[Records provided]
------------------------

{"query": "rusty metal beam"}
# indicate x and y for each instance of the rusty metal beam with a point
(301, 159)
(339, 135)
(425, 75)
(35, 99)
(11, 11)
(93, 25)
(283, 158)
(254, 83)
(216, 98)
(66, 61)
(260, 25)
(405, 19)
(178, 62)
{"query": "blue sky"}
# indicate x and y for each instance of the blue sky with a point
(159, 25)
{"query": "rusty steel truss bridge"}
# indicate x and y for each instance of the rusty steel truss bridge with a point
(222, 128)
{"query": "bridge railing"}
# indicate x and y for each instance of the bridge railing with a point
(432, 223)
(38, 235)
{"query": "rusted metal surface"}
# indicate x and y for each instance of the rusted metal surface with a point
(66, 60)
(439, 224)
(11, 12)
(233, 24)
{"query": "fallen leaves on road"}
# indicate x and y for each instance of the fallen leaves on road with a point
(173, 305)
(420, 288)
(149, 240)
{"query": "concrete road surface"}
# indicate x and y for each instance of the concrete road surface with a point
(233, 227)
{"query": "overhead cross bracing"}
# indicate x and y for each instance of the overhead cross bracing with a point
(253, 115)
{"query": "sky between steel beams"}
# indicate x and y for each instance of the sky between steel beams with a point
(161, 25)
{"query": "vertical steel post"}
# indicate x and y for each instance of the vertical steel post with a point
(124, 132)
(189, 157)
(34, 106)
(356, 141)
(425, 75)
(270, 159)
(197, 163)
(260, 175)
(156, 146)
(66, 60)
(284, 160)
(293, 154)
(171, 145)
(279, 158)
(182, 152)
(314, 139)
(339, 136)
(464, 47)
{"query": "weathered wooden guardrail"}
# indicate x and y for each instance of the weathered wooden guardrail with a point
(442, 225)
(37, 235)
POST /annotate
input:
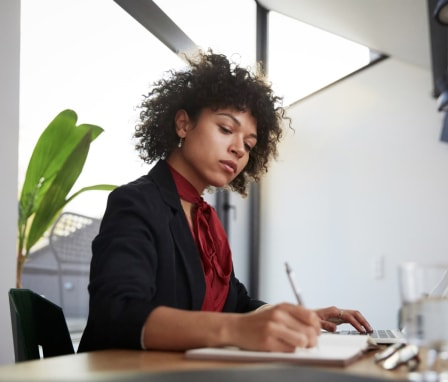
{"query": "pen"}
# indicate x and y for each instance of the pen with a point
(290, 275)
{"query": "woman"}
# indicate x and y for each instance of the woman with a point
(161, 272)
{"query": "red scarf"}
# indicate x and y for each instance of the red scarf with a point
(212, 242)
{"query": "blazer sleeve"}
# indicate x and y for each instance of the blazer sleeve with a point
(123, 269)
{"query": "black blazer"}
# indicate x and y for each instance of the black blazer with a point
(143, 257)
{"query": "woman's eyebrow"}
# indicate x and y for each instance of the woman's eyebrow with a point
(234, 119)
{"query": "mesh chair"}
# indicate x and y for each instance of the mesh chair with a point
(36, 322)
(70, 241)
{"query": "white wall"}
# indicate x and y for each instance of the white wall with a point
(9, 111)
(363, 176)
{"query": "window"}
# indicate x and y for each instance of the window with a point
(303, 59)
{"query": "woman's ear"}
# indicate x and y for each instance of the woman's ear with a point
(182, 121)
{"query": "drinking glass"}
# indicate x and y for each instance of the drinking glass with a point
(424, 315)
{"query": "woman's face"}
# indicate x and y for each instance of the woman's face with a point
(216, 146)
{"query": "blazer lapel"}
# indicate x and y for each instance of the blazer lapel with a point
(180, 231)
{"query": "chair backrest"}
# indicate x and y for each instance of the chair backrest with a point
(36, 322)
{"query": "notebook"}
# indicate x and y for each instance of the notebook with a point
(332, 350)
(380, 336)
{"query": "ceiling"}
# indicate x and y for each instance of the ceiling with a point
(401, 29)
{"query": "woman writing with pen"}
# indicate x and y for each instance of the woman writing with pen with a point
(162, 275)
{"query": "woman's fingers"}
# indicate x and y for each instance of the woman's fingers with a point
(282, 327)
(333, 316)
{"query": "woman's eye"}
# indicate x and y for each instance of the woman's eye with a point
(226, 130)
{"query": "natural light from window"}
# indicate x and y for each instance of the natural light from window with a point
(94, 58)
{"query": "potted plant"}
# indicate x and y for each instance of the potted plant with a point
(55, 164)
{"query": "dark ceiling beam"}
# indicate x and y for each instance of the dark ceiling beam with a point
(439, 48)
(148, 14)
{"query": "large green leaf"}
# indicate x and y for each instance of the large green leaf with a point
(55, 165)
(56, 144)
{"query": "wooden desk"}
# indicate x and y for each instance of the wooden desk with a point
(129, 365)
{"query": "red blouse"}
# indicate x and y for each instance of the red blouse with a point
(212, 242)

------------------------

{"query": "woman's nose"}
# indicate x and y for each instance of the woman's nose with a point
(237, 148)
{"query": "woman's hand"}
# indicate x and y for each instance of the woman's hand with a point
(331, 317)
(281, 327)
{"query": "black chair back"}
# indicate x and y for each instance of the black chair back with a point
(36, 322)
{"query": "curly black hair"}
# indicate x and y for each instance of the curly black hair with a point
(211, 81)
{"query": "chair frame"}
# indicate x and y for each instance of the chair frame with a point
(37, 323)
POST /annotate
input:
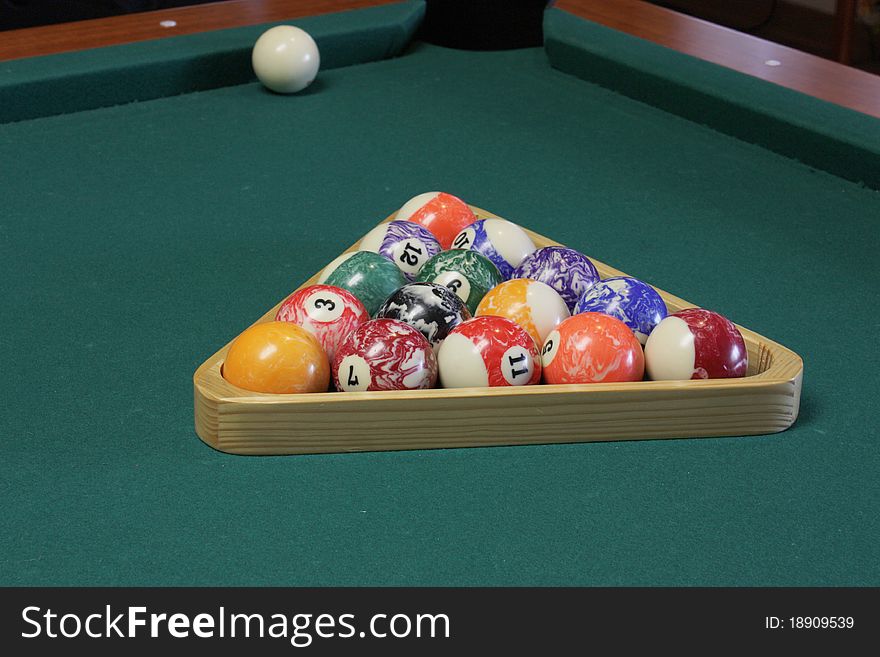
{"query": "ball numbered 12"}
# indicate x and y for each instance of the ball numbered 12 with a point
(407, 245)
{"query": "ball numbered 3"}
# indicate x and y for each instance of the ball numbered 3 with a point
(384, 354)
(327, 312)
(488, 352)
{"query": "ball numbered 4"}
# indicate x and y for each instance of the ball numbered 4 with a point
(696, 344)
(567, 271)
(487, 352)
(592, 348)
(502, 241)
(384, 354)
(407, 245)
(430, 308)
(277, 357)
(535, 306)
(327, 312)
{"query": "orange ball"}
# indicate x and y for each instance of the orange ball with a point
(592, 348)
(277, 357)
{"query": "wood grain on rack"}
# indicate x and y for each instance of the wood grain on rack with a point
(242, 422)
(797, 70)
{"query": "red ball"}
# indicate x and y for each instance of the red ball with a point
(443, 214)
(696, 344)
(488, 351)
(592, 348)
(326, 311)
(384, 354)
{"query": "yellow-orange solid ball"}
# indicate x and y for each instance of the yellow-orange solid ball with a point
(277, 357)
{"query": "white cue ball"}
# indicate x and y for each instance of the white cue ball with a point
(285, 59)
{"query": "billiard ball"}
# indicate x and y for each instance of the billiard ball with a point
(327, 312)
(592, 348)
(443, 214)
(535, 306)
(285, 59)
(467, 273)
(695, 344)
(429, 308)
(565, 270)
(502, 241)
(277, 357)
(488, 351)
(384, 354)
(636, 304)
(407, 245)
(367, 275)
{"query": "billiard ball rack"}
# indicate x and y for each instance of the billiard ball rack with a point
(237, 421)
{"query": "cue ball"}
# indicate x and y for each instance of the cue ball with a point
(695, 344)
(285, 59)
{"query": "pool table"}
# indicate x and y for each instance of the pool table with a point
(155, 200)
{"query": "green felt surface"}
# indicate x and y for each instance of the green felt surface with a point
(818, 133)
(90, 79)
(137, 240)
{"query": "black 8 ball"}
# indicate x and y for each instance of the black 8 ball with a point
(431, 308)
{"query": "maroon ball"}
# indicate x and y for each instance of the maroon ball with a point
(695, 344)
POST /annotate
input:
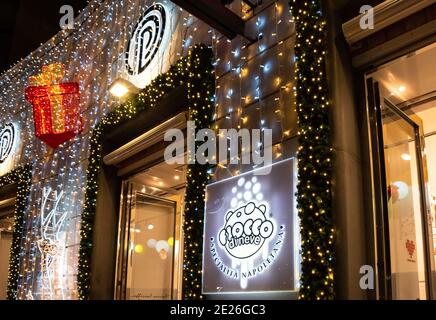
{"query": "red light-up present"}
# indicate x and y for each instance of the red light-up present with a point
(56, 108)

------------------------

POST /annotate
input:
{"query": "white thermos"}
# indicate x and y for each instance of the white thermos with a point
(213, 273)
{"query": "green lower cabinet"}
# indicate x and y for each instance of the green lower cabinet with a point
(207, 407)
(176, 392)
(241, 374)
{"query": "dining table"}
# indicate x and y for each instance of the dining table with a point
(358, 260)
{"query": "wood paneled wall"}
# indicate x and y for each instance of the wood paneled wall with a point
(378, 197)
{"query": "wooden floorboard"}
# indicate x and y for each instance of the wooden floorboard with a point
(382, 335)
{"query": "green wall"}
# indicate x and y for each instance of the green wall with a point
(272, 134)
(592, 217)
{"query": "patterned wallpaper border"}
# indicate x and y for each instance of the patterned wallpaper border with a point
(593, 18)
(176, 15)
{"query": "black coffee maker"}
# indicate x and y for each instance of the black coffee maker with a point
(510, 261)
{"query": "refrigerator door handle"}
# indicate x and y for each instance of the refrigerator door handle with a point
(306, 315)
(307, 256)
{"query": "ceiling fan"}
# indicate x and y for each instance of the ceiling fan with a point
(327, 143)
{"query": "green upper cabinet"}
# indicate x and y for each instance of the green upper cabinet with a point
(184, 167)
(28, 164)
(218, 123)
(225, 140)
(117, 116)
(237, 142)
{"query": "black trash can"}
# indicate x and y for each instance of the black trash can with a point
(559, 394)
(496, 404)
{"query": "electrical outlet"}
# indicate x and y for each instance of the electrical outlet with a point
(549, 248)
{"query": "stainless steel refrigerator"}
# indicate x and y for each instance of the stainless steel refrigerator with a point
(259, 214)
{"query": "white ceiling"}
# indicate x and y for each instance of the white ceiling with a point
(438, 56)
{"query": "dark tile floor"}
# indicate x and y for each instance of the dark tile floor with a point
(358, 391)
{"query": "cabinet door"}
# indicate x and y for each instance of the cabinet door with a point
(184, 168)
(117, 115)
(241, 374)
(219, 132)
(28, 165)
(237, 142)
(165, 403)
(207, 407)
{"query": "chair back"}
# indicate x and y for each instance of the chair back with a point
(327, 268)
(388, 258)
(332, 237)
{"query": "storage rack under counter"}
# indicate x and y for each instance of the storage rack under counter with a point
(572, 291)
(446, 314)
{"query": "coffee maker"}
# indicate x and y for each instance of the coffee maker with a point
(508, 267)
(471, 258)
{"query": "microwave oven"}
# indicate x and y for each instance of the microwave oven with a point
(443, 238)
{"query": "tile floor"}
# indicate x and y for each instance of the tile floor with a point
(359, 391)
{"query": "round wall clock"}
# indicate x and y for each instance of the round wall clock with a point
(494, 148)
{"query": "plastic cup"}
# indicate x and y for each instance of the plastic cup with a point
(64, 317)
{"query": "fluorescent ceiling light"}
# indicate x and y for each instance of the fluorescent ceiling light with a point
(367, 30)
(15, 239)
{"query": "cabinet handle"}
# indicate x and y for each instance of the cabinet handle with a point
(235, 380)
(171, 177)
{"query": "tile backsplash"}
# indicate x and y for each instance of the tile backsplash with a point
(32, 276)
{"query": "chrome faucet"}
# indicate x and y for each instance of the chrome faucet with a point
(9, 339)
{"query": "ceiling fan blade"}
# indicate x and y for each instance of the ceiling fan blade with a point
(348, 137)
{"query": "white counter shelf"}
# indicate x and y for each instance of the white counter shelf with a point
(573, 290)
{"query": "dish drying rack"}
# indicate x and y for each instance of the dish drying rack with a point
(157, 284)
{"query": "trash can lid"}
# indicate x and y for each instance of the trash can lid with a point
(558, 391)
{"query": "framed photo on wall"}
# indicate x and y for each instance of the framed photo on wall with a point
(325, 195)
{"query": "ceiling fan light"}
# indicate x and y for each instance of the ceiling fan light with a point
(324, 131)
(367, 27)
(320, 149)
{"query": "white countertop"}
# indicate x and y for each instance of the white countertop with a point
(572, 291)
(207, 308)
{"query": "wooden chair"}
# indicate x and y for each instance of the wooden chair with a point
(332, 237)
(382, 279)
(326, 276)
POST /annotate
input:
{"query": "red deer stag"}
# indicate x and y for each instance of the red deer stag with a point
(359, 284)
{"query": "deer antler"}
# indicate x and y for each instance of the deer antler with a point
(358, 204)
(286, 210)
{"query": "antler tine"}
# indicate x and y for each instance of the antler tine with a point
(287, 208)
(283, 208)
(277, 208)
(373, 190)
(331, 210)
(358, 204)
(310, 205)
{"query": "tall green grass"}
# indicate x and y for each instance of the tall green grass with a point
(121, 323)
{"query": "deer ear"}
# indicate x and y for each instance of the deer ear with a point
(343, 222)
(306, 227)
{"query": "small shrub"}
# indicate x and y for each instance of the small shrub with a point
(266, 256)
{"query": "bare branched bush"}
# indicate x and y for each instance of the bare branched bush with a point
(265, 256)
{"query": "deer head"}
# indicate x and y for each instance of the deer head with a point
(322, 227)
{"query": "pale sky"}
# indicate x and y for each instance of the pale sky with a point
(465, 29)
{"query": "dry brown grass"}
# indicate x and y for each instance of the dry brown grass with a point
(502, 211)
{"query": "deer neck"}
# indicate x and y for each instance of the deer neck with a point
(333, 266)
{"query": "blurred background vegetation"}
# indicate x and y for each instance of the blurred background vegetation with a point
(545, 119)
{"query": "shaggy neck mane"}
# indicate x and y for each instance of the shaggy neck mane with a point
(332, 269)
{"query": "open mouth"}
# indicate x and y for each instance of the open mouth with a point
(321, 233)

------------------------

How many lines in the three blocks above contain the word "writing"? Give only the number.

[Written solution] 2